**What to produce:**
In the lines below, look for "snow". Copy each line where it appears.

Content starts

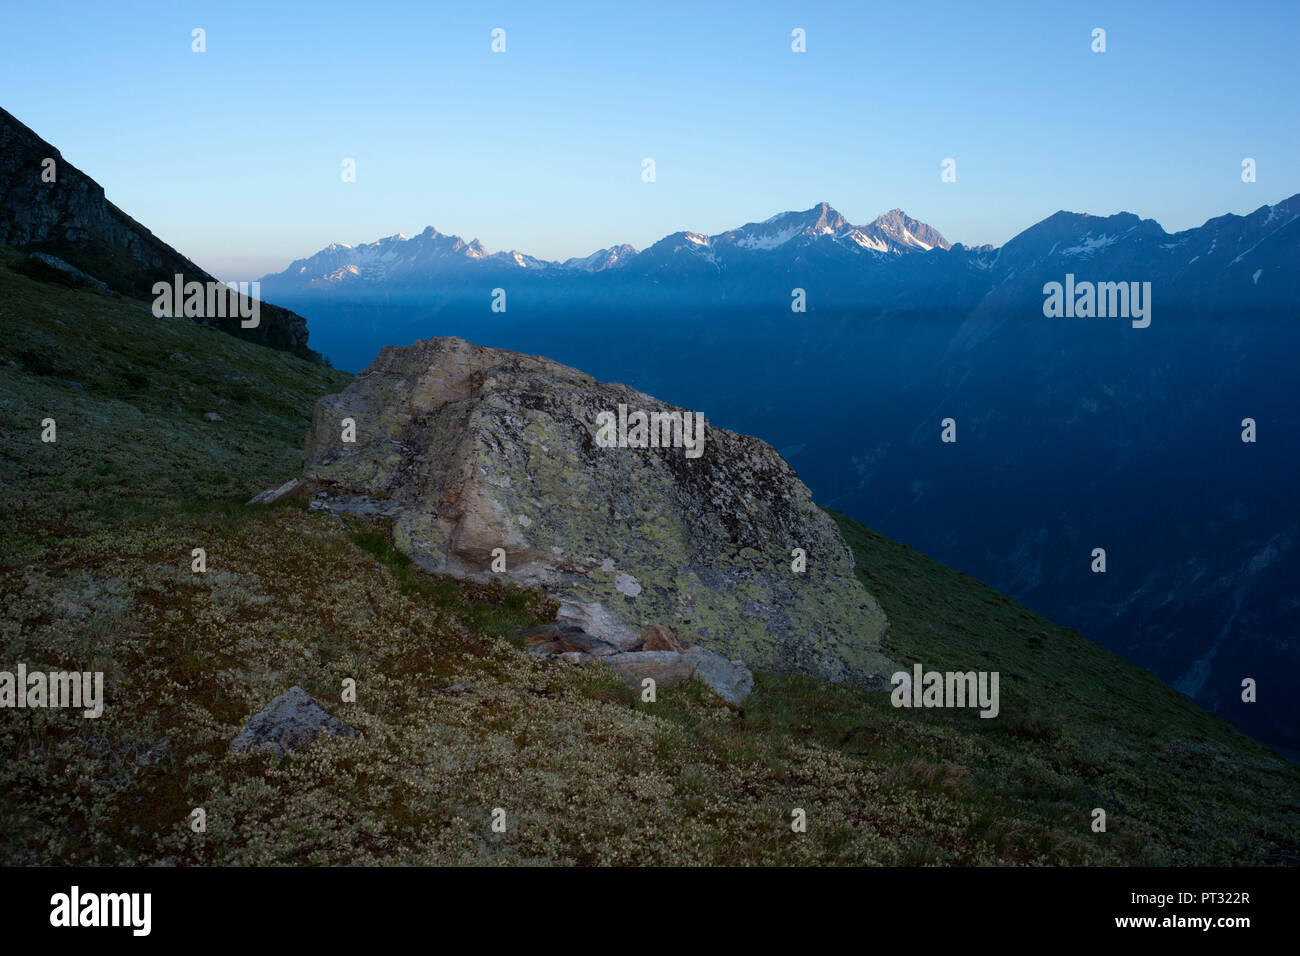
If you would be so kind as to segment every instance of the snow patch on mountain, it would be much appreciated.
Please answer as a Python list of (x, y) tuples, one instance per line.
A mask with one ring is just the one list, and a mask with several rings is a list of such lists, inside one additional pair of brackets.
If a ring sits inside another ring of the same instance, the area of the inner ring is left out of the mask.
[(1100, 236), (1088, 236), (1076, 246), (1070, 246), (1068, 249), (1062, 249), (1063, 256), (1093, 256), (1107, 246), (1114, 245), (1118, 236), (1107, 235), (1102, 233)]

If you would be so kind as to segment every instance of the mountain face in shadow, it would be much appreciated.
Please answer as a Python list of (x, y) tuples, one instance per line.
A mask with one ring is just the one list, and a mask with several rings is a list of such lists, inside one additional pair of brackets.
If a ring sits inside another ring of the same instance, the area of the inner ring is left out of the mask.
[[(187, 282), (217, 281), (109, 202), (103, 186), (3, 109), (0, 243), (53, 256), (137, 299), (151, 298), (155, 282), (170, 284), (176, 275)], [(41, 265), (37, 260), (38, 270)], [(200, 321), (303, 358), (317, 357), (307, 347), (306, 320), (287, 309), (263, 303), (254, 328), (243, 328), (236, 315)]]
[[(458, 335), (702, 409), (780, 450), (818, 501), (1300, 749), (1300, 196), (1178, 233), (1060, 212), (1000, 249), (823, 204), (594, 259), (427, 230), (263, 288), (344, 368)], [(1050, 283), (1100, 290), (1093, 312), (1136, 290), (1149, 322), (1045, 315)], [(1246, 678), (1267, 706), (1241, 700)]]

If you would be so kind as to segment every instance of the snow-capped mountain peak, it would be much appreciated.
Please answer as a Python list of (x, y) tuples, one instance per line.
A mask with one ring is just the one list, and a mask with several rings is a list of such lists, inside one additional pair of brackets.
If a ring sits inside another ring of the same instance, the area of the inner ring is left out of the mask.
[(852, 243), (876, 253), (902, 253), (949, 248), (948, 240), (923, 222), (893, 209), (864, 226), (855, 226), (830, 203), (811, 209), (778, 213), (715, 236), (718, 243), (739, 249), (769, 251), (790, 243), (815, 242), (822, 237)]
[(561, 265), (566, 269), (577, 269), (580, 272), (602, 272), (605, 269), (625, 265), (635, 255), (637, 255), (636, 248), (623, 243), (610, 246), (608, 249), (597, 249), (591, 255), (582, 258), (565, 259)]
[(746, 223), (738, 229), (721, 233), (714, 239), (740, 249), (778, 249), (796, 239), (835, 235), (848, 224), (848, 220), (830, 203), (823, 202), (811, 209), (777, 213), (762, 222)]
[(938, 230), (912, 219), (901, 209), (891, 209), (877, 216), (869, 227), (896, 245), (908, 249), (949, 249), (952, 247)]

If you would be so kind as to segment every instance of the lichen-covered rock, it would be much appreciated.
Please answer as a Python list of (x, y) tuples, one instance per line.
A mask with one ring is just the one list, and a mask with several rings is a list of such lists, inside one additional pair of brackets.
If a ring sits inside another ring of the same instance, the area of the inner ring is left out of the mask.
[(427, 570), (539, 587), (561, 622), (620, 651), (662, 624), (759, 670), (892, 673), (880, 605), (771, 446), (707, 426), (697, 457), (605, 447), (597, 416), (620, 405), (682, 411), (462, 339), (389, 347), (317, 403), (304, 477), (332, 507), (382, 501), (396, 547)]
[(357, 732), (335, 717), (301, 687), (291, 687), (253, 715), (230, 742), (235, 753), (283, 754), (305, 750), (321, 734), (355, 737)]

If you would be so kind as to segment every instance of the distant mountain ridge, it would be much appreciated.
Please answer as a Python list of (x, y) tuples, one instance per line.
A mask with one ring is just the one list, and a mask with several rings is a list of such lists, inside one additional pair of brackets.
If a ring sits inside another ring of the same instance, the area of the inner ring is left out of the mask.
[(486, 269), (505, 273), (599, 273), (626, 269), (649, 274), (683, 263), (706, 263), (719, 271), (729, 264), (743, 266), (772, 253), (798, 255), (820, 243), (832, 243), (865, 256), (897, 256), (908, 252), (947, 250), (938, 230), (893, 209), (866, 225), (855, 226), (829, 203), (802, 212), (778, 213), (713, 236), (682, 231), (665, 236), (645, 250), (623, 243), (589, 256), (563, 262), (539, 259), (517, 250), (489, 253), (477, 239), (445, 235), (433, 226), (414, 237), (401, 233), (375, 242), (351, 245), (334, 242), (312, 256), (298, 259), (283, 272), (263, 277), (277, 288), (329, 289), (364, 284), (419, 282), (424, 277), (473, 275)]
[[(489, 253), (473, 239), (432, 226), (352, 246), (333, 243), (283, 272), (263, 291), (293, 299), (365, 298), (401, 290), (451, 295), (505, 280), (538, 282), (565, 295), (594, 295), (649, 282), (686, 299), (775, 301), (794, 285), (819, 306), (890, 312), (919, 307), (983, 315), (1041, 302), (1043, 285), (1067, 273), (1100, 281), (1150, 281), (1161, 306), (1290, 308), (1300, 305), (1300, 194), (1246, 216), (1225, 215), (1168, 233), (1152, 219), (1057, 212), (1000, 248), (952, 244), (899, 209), (853, 225), (828, 203), (778, 213), (708, 236), (672, 233), (638, 251), (623, 244), (553, 262), (519, 251)], [(571, 285), (576, 283), (576, 285)], [(560, 294), (560, 293), (557, 293)]]

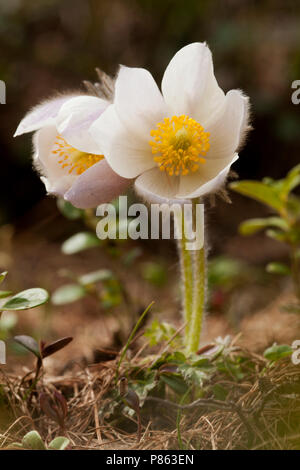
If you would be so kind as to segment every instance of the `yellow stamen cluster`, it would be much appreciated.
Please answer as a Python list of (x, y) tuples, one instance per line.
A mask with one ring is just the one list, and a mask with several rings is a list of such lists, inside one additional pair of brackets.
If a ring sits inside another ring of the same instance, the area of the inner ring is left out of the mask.
[(194, 119), (182, 115), (165, 118), (151, 131), (154, 161), (170, 176), (188, 175), (199, 169), (209, 150), (209, 132)]
[(81, 175), (104, 158), (103, 155), (85, 153), (75, 149), (61, 135), (56, 137), (55, 148), (52, 153), (59, 158), (58, 163), (62, 168), (69, 167), (69, 173), (75, 173), (76, 175)]

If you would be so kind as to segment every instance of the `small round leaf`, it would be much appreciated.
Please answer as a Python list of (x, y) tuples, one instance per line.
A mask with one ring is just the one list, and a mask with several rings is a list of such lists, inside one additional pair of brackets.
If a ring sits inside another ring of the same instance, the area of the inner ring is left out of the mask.
[(2, 310), (27, 310), (28, 308), (43, 305), (49, 299), (49, 294), (45, 289), (35, 287), (27, 289), (14, 295), (2, 307)]
[(86, 290), (79, 284), (66, 284), (59, 287), (52, 295), (51, 300), (54, 305), (65, 305), (85, 297)]
[(113, 277), (113, 273), (109, 269), (99, 269), (98, 271), (83, 274), (78, 281), (80, 284), (87, 286), (89, 284), (95, 284), (96, 282), (108, 281), (113, 279)]
[(69, 439), (67, 439), (66, 437), (59, 436), (59, 437), (56, 437), (55, 439), (53, 439), (53, 441), (50, 442), (49, 449), (52, 449), (52, 450), (65, 450), (68, 447), (69, 444), (70, 444)]
[(37, 341), (31, 336), (20, 335), (15, 336), (14, 340), (16, 343), (21, 344), (25, 349), (32, 352), (39, 359), (41, 358), (40, 348)]
[(101, 245), (99, 238), (91, 232), (79, 232), (66, 240), (61, 249), (65, 255), (73, 255), (80, 251)]
[(37, 431), (28, 432), (22, 439), (24, 449), (46, 450), (45, 444)]

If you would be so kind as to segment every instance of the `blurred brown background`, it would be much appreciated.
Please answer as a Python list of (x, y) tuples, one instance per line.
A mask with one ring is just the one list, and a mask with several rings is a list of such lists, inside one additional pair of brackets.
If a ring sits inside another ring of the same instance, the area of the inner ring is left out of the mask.
[[(44, 197), (31, 169), (30, 136), (13, 139), (26, 111), (56, 90), (82, 87), (99, 66), (146, 67), (160, 81), (173, 54), (207, 41), (220, 85), (252, 102), (254, 131), (235, 165), (241, 178), (281, 177), (299, 161), (297, 0), (0, 0), (0, 223)], [(245, 214), (244, 214), (245, 215)]]

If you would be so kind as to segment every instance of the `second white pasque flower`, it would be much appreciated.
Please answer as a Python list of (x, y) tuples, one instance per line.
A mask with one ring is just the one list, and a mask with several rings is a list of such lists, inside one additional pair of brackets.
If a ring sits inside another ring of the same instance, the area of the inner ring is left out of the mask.
[(76, 207), (108, 202), (130, 184), (111, 169), (89, 133), (108, 105), (96, 96), (57, 96), (33, 108), (15, 133), (34, 132), (33, 163), (47, 192)]
[(226, 95), (205, 43), (182, 48), (169, 63), (162, 93), (142, 68), (121, 67), (115, 97), (92, 124), (112, 169), (136, 178), (145, 196), (186, 199), (217, 191), (248, 128), (248, 98)]

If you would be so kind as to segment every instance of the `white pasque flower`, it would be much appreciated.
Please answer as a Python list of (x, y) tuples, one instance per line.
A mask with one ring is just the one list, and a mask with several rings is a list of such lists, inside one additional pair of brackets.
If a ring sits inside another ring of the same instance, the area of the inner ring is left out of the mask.
[(121, 67), (114, 103), (93, 123), (112, 169), (136, 178), (148, 197), (184, 199), (215, 192), (238, 158), (248, 127), (248, 98), (226, 95), (205, 43), (181, 49), (169, 63), (160, 93), (145, 69)]
[(111, 169), (89, 133), (108, 105), (95, 96), (58, 96), (33, 108), (15, 133), (35, 132), (33, 162), (48, 193), (76, 207), (108, 202), (130, 183)]

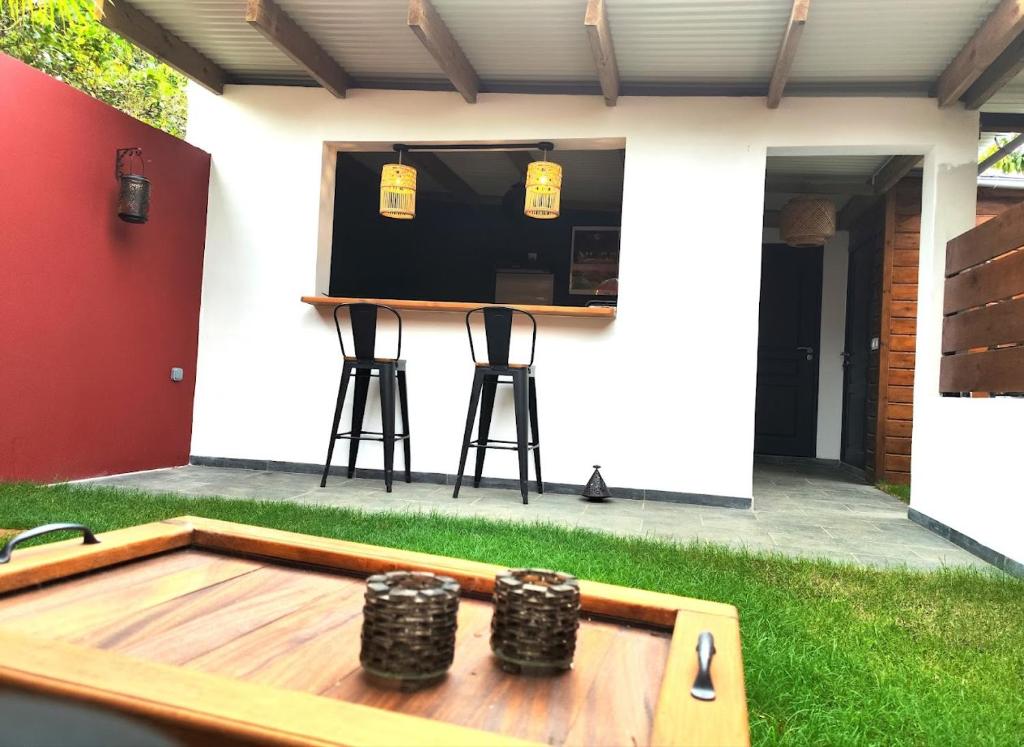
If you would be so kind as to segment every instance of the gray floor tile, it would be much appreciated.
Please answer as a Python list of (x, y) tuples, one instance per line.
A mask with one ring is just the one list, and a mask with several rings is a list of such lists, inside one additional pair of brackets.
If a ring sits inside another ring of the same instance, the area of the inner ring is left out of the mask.
[(617, 499), (590, 503), (578, 496), (517, 490), (407, 484), (396, 479), (388, 494), (383, 480), (319, 474), (186, 466), (117, 475), (84, 485), (228, 499), (279, 500), (311, 506), (436, 512), (496, 521), (550, 523), (619, 535), (676, 542), (711, 542), (795, 557), (831, 558), (876, 567), (988, 568), (983, 561), (913, 524), (907, 507), (841, 471), (819, 465), (757, 465), (753, 510)]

Content ends

**Exercise result:**
If you would be so kind as to segment every instance of the snow patch on mountain, it would be much appreciated.
If you would be so kind as to segment every instance of the snow-capped mountain peak, it would be much appreciated.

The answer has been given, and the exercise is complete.